From the line containing "Exercise. Mark the blue metal" through the last line of the entries below, repeat each line word for word and leave out the rest.
==================================================
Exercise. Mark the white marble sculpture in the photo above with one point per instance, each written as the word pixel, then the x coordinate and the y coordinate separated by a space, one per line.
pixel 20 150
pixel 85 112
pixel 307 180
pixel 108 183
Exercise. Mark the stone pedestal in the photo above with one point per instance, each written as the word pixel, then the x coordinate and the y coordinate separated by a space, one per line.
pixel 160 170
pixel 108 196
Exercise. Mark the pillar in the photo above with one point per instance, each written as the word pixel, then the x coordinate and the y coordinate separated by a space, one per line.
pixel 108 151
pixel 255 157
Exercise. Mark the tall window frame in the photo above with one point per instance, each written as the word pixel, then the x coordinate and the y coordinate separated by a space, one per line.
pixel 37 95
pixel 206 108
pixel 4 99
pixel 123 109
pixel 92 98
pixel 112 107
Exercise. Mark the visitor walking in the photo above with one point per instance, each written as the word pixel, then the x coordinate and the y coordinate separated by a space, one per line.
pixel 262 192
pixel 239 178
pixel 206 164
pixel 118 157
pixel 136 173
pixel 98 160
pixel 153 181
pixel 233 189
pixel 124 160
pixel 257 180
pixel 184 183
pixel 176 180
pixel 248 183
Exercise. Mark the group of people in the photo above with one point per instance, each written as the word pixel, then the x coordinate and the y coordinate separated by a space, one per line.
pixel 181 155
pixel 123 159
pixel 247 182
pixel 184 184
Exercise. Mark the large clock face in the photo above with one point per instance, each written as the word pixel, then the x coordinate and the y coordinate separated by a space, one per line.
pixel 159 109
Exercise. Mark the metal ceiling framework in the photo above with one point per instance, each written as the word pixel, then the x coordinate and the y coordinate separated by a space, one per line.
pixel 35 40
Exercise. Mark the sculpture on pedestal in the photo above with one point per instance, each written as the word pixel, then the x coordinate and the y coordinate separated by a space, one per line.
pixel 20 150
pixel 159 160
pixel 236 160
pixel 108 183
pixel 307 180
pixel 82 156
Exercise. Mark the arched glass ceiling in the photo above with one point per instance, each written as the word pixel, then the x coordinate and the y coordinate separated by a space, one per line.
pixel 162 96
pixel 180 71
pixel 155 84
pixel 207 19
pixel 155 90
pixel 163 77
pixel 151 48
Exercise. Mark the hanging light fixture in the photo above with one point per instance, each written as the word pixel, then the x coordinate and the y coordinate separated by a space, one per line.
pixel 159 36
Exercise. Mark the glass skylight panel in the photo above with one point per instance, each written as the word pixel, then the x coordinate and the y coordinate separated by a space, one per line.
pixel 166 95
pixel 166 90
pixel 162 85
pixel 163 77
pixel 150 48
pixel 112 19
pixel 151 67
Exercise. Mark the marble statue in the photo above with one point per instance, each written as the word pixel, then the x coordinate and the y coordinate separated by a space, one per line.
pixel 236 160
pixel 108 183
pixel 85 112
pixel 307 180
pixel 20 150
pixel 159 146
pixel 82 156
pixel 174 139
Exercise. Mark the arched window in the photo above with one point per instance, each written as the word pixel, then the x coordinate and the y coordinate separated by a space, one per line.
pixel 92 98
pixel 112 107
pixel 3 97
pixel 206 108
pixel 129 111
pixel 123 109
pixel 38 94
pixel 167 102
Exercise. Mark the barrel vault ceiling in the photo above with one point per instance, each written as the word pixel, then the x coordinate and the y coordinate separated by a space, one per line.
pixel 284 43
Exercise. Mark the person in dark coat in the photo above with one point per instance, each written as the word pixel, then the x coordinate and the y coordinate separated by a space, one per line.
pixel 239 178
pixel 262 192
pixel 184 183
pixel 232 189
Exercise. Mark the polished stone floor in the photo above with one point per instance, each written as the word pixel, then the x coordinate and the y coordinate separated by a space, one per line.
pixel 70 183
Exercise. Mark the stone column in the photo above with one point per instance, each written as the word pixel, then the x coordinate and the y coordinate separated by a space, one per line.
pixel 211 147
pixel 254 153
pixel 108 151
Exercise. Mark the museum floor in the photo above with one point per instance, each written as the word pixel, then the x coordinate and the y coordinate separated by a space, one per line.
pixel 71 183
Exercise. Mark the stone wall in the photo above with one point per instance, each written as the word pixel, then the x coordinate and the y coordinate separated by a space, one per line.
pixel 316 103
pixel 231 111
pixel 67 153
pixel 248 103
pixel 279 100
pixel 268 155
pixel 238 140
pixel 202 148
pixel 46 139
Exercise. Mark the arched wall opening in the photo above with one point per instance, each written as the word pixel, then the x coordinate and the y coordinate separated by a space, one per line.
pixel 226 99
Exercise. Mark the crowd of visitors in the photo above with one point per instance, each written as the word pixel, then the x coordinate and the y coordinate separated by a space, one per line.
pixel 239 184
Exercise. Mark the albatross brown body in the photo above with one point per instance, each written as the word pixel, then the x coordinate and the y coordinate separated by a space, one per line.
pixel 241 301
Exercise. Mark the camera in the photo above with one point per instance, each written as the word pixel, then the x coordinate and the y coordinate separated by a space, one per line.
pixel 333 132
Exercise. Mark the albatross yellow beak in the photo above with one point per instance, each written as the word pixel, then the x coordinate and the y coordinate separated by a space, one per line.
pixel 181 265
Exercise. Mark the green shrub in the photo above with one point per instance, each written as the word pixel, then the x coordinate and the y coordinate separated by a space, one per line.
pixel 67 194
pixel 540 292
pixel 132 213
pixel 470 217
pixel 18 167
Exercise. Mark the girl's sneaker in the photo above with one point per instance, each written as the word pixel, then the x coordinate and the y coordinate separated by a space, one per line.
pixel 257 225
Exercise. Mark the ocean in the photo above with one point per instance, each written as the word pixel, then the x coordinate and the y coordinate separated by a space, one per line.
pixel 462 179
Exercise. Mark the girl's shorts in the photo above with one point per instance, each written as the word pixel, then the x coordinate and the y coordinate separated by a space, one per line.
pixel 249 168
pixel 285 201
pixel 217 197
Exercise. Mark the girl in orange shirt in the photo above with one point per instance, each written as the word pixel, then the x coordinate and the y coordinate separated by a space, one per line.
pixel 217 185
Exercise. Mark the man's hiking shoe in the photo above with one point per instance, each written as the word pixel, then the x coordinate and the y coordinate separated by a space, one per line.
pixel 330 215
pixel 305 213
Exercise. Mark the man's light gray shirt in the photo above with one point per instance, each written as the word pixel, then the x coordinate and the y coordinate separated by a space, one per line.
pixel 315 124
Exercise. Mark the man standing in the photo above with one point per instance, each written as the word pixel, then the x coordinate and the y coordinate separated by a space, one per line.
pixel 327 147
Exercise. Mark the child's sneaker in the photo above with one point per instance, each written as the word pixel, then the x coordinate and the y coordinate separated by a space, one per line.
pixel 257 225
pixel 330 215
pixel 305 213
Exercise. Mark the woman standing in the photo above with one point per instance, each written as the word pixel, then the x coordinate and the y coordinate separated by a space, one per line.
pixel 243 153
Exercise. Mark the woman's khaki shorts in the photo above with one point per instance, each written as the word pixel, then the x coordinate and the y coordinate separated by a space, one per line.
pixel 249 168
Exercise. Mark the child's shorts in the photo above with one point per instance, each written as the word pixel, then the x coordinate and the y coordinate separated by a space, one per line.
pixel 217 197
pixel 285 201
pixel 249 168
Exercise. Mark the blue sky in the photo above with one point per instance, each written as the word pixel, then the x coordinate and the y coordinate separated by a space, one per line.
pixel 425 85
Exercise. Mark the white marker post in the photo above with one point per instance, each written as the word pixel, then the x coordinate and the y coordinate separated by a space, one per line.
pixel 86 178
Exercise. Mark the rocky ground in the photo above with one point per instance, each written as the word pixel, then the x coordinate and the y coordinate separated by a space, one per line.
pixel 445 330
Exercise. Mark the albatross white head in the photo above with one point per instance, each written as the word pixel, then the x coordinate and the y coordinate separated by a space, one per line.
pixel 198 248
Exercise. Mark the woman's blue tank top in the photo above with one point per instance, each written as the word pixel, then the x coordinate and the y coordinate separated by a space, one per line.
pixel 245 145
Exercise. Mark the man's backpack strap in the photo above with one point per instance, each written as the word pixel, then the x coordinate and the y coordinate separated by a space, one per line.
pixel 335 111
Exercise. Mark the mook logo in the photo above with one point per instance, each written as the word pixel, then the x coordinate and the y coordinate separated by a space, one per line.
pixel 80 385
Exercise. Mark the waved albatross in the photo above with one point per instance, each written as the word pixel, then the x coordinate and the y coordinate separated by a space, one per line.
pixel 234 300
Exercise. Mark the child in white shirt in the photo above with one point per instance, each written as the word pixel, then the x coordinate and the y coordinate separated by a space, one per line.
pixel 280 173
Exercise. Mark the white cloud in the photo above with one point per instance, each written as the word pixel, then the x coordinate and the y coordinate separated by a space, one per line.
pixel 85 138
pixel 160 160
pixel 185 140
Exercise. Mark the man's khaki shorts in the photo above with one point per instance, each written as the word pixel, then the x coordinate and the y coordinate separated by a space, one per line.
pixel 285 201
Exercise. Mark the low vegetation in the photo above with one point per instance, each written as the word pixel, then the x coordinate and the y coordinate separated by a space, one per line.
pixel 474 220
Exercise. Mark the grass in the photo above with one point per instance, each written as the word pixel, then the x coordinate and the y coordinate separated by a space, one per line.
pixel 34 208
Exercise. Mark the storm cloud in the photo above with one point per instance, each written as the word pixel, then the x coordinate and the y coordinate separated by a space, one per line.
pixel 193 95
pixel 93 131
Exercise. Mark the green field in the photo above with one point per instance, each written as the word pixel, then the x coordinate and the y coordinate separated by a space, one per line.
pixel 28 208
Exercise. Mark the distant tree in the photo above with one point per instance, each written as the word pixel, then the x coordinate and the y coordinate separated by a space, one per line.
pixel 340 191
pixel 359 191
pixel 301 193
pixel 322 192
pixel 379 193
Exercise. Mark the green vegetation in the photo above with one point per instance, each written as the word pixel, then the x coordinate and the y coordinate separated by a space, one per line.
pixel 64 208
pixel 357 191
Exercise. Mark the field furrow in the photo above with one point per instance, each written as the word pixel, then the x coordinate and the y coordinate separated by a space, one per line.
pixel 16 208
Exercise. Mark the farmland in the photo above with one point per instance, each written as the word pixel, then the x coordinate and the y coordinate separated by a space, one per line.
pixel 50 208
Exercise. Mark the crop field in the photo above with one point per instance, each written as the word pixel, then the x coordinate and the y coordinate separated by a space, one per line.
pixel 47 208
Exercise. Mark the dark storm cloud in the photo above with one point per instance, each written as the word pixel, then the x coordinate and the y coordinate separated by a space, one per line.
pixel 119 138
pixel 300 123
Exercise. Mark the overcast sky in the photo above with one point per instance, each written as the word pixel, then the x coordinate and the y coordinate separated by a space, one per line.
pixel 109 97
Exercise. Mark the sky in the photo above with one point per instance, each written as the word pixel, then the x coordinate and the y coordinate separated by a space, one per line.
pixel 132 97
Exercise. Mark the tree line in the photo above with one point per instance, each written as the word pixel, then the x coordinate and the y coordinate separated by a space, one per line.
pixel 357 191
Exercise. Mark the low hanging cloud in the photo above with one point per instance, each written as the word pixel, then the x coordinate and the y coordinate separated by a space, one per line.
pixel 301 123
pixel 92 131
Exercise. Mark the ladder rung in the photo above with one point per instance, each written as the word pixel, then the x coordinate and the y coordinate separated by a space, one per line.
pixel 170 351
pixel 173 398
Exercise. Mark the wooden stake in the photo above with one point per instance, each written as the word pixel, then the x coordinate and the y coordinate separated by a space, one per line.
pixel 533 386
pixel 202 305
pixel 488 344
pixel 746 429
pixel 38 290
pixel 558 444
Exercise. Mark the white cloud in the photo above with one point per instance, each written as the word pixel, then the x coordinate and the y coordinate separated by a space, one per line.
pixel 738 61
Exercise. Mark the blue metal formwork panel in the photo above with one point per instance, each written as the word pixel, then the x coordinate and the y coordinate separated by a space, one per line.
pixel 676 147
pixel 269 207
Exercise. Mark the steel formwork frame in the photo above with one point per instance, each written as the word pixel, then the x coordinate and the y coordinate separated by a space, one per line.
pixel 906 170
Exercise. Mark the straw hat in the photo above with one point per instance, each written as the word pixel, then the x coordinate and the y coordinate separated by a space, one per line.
==================================================
> _Task result_:
Exercise. Mark the blue metal formwork panel in the photo above with one point per instance, each written as the word pixel, then the x coordinate and the y coordinate separated by a space, one per line.
pixel 676 147
pixel 269 207
Exercise. Mark the steel formwork frame in the photo above with one point per instance, each written as the word pixel, then the x coordinate and the y coordinate separated by a space, one per line.
pixel 906 170
Exercise. Mark the straw hat in the photo above with one point per instance, each written as the word pixel, then the x coordinate and the y coordinate separated by a space, one per line.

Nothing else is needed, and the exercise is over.